**Text-to-region grounding data**
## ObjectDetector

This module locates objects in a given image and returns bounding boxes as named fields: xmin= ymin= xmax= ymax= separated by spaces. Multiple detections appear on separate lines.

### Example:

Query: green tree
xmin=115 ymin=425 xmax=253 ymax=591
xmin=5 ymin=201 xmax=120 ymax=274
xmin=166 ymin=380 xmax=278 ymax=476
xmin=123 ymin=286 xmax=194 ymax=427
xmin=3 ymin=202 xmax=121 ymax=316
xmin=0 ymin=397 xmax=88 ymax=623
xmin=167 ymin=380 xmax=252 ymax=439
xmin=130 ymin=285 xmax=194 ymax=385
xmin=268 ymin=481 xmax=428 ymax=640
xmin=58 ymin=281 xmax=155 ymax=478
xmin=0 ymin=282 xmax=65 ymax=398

**TASK DETAILS**
Faithfully transcribe the whole of the data.

**SOLUTION**
## ObjectDetector

This module locates objects in a given image and returns bounding boxes as named fields: xmin= ymin= xmax= ymax= separated by spaces. Multiple detections appear on separate lines.

### Example:

Query: green tree
xmin=115 ymin=425 xmax=253 ymax=591
xmin=5 ymin=201 xmax=120 ymax=274
xmin=166 ymin=380 xmax=278 ymax=476
xmin=123 ymin=286 xmax=194 ymax=427
xmin=3 ymin=202 xmax=121 ymax=316
xmin=0 ymin=397 xmax=88 ymax=623
xmin=167 ymin=380 xmax=252 ymax=439
xmin=130 ymin=285 xmax=194 ymax=385
xmin=268 ymin=481 xmax=428 ymax=640
xmin=58 ymin=281 xmax=155 ymax=478
xmin=0 ymin=282 xmax=65 ymax=398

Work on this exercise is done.